Point annotation records:
● ● ● ●
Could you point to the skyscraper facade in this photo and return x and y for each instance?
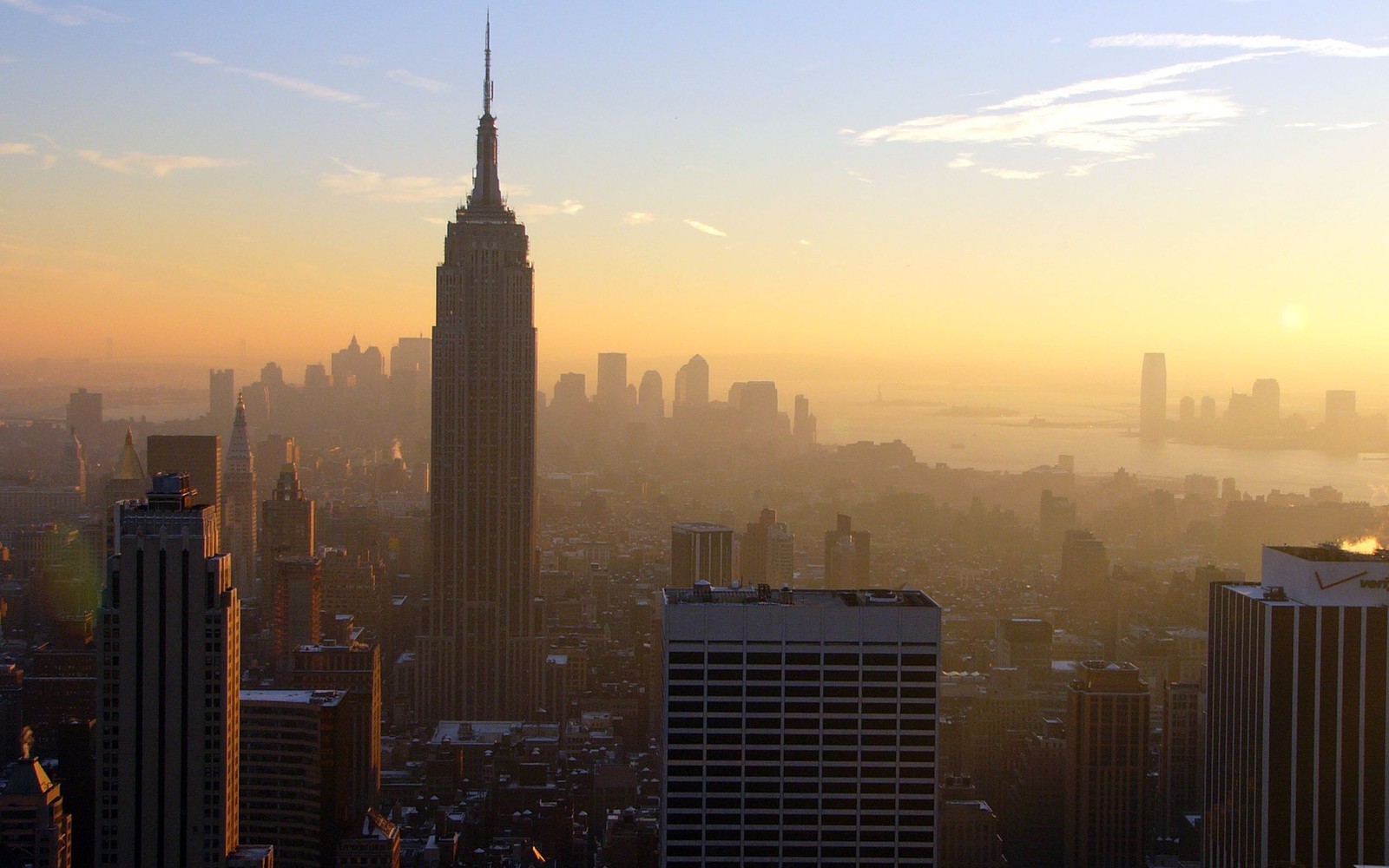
(170, 724)
(1298, 706)
(799, 728)
(1152, 404)
(481, 653)
(240, 504)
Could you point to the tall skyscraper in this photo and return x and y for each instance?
(170, 724)
(611, 391)
(1106, 767)
(1152, 404)
(847, 555)
(240, 506)
(799, 728)
(481, 656)
(701, 552)
(1296, 766)
(650, 398)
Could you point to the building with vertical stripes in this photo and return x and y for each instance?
(799, 728)
(170, 703)
(1298, 708)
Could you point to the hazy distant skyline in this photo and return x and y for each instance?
(993, 194)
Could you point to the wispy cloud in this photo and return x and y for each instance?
(705, 228)
(298, 85)
(353, 181)
(410, 80)
(569, 206)
(159, 166)
(1324, 48)
(1011, 174)
(74, 14)
(1333, 127)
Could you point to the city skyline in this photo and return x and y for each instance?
(1113, 139)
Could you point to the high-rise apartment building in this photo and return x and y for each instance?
(170, 703)
(1298, 707)
(847, 555)
(1106, 767)
(293, 768)
(481, 656)
(240, 506)
(1152, 404)
(701, 552)
(799, 727)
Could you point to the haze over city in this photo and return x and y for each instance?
(852, 194)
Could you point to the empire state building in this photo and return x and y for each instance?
(479, 657)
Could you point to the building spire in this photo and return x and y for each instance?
(486, 187)
(486, 66)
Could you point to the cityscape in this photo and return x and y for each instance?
(638, 555)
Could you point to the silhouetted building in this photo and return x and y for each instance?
(1152, 410)
(240, 506)
(293, 746)
(1106, 767)
(288, 518)
(170, 713)
(611, 388)
(35, 830)
(85, 414)
(738, 775)
(221, 395)
(481, 657)
(701, 552)
(1296, 767)
(846, 556)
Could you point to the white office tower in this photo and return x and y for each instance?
(800, 727)
(170, 727)
(1298, 703)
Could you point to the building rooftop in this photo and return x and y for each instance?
(764, 595)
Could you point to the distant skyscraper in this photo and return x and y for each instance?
(611, 389)
(1106, 767)
(847, 555)
(85, 414)
(483, 653)
(288, 518)
(833, 757)
(1152, 407)
(1296, 768)
(170, 707)
(221, 395)
(293, 775)
(701, 550)
(240, 506)
(650, 398)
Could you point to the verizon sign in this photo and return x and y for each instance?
(1326, 576)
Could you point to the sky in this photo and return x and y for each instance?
(995, 194)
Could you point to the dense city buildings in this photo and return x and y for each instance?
(1296, 759)
(170, 726)
(481, 654)
(799, 727)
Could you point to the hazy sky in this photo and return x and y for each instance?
(948, 192)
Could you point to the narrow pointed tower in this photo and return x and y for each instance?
(240, 504)
(481, 653)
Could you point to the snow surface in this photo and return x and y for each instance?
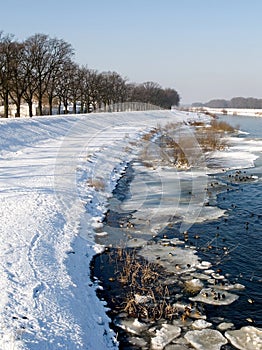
(51, 172)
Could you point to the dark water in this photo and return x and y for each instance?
(241, 232)
(234, 240)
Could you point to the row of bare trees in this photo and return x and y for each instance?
(41, 69)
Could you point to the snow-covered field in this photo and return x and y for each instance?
(230, 111)
(51, 170)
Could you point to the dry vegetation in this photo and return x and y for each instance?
(165, 150)
(97, 184)
(211, 137)
(146, 295)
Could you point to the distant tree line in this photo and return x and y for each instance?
(41, 69)
(235, 102)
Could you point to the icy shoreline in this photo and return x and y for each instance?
(47, 223)
(57, 176)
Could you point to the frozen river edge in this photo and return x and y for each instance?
(48, 216)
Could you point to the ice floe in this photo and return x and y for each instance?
(164, 336)
(246, 338)
(214, 297)
(206, 339)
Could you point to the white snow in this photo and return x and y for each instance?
(47, 300)
(206, 339)
(246, 338)
(57, 174)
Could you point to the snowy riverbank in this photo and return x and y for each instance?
(48, 213)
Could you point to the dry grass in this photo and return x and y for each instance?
(146, 295)
(221, 126)
(97, 184)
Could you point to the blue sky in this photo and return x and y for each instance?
(203, 48)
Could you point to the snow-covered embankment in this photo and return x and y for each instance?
(48, 213)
● ● ● ●
== To do ==
Take the line that contains "Could you point to the sky in" and every line after it up to the end of the records above, and restate them exactly, without the pictures.

== Complete response ==
Could you point to the sky in this photo and return x and y for each instance?
(995, 194)
Could you point to the dense city buildings in this photo and return x and y for each instance?
(1296, 759)
(170, 726)
(481, 654)
(799, 727)
Could you point to the hazy sky in this photo and return x and y for each instance?
(948, 192)
Could you point to the narrow pointed tower in this photo and return x and y for each instance?
(240, 504)
(481, 653)
Could you point to the snow surface in this photo and return x and y for each instance?
(51, 172)
Could you point to the dark water in this photo and return x and y for each instance?
(241, 232)
(234, 240)
Could you point to the row of bare trees in this photo and return x and y for each instance?
(41, 69)
Could you point to the snow-covered field in this photo and return x and y for each instance?
(230, 111)
(51, 170)
Could you point to the dry vegetation in this photo and return x and y for each instance?
(165, 150)
(97, 184)
(211, 137)
(146, 295)
Could you point to the distant tree line in this photo and return x and y for each instance?
(41, 69)
(235, 102)
Could you point to the icy shoreline in this photo and return x and y for each instance?
(47, 223)
(57, 176)
Could you point to the frozen river edge in this photo and return x and y for each instance?
(48, 216)
Could you point to the ice floe in this photo and return x and y for each instance?
(164, 336)
(246, 338)
(214, 297)
(206, 339)
Could you point to the white snow in this photo and return x and y for each instance?
(47, 300)
(206, 339)
(246, 338)
(57, 174)
Could you point to the snowy riverbank in this photo and return x and y for each instance?
(48, 213)
Could you point to the dry grass in this photo and return x and y for each instance?
(146, 295)
(221, 126)
(97, 184)
Could you point to the blue sky in this photo and return x and y for each instance?
(203, 48)
Could you point to the snow-covered embankment in this photo and return x and y for each instance?
(48, 213)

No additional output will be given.